§ Study text
Dr-Noob / cpufetch

Simple yet fancy CPU architecture fetching tool
GNU General Public License v2.0
1.9k stars 103 forks source link

Use `/proc/cpuinfo` for frequency measurement #266

Open Dr-Noob opened 2 months ago

Dr-Noob commented 2 months ago

In some systems, measure the frequency is not possible due to perf_event_open being unavailable (like in #260). Thus, having a fallback that relies on /proc/cpuinfo would improve resilency of the method.

ThomasKaiser commented 2 months ago

Relying on /proc/cpuinfo to determine cpufreqs can be misleading (at least) on some ARM SoCs since some vendors were/are notorious cheaters, e.g. Amlogic, Allwinner and Raspberry Pi Ltd.

Here an example for a VIM2S relying on Amlogic S912: https://github.com/ThomasKaiser/sbc-bench/blob/master/results/1iJ7.txt#L51

With the boot BLOB Khadas got, the cpufreqs of the 'bigger' cluster will be faked as 1.5 GHz while it's 1.4 in reality. Android TV boxes relying on this SoC will often fake 2 GHz and with for example S905W it's even more funny since this SoC fakes 2.0 GHz too but only runs at 1.2 GHz in reality.

Amlogic/Allwinner cheating was the main reason to integrate https://github.com/wtarreau/mhz in sbc-bench to spot such differences between advertised and real cpufreqs.

Dr-Noob commented 2 months ago

This is really interesting! Thanks for sharing.

ThomasKaiser commented 2 months ago

I wonder what is Cpufreq OPP in your sbc-bench?

Just walking through /sys/devices/system/cpu/cpufreq/policy?/scaling_available_frequencies to check each individually.

rdtsc, which is x86 specific. What is your fallback for ARM then?

I have no fallback, am just building it (sbc-bench simply clones the repo followed by make and that's it). So far it's working fine on ARM, RISC-V and x86. BTW: @wtarreau is the one who spotted Allwinner, Amlogic and Rockchip cheating and actually suggested relying on mhz in sbc-bench :)

§ Dataset excerpt
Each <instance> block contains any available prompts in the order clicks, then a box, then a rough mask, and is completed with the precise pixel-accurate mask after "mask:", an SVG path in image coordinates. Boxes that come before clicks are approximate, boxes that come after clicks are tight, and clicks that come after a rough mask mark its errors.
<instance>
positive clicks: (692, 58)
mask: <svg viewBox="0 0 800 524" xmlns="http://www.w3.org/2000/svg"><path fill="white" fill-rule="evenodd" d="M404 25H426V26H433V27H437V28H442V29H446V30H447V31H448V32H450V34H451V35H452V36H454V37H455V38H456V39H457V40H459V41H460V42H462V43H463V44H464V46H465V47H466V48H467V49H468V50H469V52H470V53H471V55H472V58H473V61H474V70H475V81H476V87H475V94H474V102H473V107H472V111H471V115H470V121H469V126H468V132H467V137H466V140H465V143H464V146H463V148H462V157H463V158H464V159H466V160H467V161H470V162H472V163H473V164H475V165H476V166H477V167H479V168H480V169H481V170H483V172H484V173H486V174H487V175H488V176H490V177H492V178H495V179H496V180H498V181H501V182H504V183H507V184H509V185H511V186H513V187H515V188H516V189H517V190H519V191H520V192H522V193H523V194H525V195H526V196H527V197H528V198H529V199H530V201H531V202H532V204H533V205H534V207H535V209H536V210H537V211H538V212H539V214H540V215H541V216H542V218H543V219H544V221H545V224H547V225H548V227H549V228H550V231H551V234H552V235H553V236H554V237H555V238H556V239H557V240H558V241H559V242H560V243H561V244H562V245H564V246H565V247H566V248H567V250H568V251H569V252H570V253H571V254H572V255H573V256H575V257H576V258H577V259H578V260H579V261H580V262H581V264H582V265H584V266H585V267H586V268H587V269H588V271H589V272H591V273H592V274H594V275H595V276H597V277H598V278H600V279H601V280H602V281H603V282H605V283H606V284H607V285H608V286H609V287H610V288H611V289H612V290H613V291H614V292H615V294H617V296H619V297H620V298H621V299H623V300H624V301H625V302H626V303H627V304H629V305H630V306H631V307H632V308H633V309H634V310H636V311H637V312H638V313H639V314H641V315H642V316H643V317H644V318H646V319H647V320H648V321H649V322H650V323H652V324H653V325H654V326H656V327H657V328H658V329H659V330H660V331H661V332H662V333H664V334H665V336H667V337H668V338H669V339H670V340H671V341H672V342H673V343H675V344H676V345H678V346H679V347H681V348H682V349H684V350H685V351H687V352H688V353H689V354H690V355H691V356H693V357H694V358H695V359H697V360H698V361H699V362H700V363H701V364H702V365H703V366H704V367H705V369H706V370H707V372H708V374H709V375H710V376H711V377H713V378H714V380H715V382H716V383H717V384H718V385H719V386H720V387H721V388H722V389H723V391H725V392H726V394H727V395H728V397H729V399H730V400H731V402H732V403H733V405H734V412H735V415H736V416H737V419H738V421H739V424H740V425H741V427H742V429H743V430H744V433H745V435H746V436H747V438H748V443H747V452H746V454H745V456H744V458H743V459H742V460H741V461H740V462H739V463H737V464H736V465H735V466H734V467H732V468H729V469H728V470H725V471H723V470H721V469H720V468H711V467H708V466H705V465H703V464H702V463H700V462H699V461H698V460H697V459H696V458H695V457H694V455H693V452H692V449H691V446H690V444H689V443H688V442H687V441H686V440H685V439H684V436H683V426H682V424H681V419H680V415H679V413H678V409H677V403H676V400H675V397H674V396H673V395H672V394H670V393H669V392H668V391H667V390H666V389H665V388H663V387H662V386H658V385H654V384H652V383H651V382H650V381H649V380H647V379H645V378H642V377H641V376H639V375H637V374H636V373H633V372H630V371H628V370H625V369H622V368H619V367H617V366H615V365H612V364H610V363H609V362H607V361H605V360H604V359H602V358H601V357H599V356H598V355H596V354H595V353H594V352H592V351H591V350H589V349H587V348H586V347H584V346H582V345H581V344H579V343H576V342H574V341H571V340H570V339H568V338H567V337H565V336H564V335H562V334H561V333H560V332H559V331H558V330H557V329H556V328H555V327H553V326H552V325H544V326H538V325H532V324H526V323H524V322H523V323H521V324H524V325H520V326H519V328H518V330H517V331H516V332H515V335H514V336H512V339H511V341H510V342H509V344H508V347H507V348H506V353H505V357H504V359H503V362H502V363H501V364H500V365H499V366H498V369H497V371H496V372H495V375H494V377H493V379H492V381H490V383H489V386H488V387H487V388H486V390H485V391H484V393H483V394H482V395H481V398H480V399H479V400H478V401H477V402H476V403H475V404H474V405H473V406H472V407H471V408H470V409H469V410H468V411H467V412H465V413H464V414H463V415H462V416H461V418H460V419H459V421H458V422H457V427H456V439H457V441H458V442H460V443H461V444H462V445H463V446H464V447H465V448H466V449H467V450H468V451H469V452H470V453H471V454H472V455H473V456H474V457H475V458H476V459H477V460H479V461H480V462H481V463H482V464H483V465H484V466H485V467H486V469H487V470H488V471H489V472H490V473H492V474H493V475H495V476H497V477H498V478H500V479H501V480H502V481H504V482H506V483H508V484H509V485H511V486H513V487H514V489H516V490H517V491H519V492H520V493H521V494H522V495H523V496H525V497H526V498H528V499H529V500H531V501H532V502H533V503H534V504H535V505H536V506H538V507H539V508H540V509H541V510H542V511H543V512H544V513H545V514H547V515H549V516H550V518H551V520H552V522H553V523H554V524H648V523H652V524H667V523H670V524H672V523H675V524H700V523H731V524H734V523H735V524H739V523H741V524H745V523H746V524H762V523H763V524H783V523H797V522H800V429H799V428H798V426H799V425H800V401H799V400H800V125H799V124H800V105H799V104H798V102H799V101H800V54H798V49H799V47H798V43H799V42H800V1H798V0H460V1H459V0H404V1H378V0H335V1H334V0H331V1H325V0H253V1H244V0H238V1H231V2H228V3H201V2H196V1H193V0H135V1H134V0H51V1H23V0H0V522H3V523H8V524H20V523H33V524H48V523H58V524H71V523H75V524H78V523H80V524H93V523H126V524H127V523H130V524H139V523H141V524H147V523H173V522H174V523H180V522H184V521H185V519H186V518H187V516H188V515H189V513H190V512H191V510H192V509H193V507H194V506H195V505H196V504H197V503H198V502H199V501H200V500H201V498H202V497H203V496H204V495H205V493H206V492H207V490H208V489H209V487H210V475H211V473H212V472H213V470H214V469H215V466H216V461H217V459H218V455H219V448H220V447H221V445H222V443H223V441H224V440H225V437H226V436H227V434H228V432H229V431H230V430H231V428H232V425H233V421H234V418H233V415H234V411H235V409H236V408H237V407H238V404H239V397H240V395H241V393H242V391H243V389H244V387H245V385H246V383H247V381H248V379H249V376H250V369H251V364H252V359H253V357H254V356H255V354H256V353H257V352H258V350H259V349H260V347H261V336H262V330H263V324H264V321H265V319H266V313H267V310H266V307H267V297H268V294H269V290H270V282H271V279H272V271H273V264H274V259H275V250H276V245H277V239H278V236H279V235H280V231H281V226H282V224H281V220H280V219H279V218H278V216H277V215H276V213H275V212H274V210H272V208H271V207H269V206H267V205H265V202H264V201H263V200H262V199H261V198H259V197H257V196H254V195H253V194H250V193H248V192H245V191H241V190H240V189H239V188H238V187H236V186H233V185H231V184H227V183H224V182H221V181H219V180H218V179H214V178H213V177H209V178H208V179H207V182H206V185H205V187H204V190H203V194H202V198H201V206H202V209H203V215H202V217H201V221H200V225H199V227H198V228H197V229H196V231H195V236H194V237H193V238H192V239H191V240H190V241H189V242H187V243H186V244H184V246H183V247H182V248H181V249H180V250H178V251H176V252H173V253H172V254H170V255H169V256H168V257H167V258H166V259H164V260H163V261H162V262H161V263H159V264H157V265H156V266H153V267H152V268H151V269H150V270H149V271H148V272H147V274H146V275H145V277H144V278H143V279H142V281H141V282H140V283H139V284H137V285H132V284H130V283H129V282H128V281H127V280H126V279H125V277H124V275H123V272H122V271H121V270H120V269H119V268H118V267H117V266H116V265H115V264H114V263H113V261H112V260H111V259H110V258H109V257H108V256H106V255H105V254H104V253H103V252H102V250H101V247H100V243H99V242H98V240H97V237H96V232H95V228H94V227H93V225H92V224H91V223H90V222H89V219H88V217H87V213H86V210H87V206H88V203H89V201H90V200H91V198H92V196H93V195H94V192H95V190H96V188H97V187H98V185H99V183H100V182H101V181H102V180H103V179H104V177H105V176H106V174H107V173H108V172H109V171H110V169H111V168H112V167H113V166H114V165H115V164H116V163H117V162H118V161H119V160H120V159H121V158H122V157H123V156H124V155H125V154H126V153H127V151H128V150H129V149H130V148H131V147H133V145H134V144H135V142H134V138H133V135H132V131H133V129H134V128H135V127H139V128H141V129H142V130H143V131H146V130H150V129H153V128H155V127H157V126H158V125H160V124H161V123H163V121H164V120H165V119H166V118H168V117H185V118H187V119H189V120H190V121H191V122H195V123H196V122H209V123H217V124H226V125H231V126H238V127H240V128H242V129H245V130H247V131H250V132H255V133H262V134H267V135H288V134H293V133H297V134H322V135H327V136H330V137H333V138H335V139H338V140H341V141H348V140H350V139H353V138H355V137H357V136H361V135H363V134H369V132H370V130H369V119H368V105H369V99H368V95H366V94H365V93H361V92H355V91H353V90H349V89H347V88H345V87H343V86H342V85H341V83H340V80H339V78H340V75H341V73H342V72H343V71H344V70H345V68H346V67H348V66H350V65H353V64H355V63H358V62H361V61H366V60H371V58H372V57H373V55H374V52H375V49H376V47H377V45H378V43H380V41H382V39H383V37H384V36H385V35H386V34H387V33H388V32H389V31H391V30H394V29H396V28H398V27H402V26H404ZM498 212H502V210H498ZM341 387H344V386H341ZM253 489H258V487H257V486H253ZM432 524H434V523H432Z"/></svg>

§ Exercise description
In the cpufetch thread, what frequency does the S905W actually run at?

§ Solution
1.2 GHz